**EXERCISE REQUIREMENTS**
Provide the number of lines below containing the word "instance", without any other words.

--- DATA TO EXAMINE Enclosed Below ---

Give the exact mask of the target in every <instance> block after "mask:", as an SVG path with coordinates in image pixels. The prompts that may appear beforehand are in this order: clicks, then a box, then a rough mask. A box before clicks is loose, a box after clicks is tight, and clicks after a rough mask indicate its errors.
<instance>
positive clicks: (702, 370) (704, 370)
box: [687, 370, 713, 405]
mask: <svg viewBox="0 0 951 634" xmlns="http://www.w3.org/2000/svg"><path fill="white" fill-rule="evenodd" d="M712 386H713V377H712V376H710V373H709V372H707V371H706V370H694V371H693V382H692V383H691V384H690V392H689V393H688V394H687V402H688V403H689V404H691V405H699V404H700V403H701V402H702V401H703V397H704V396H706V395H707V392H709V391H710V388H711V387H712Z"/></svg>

--- End of Enclosed DATA TO EXAMINE ---

**ANSWER TO THE EXERCISE**
2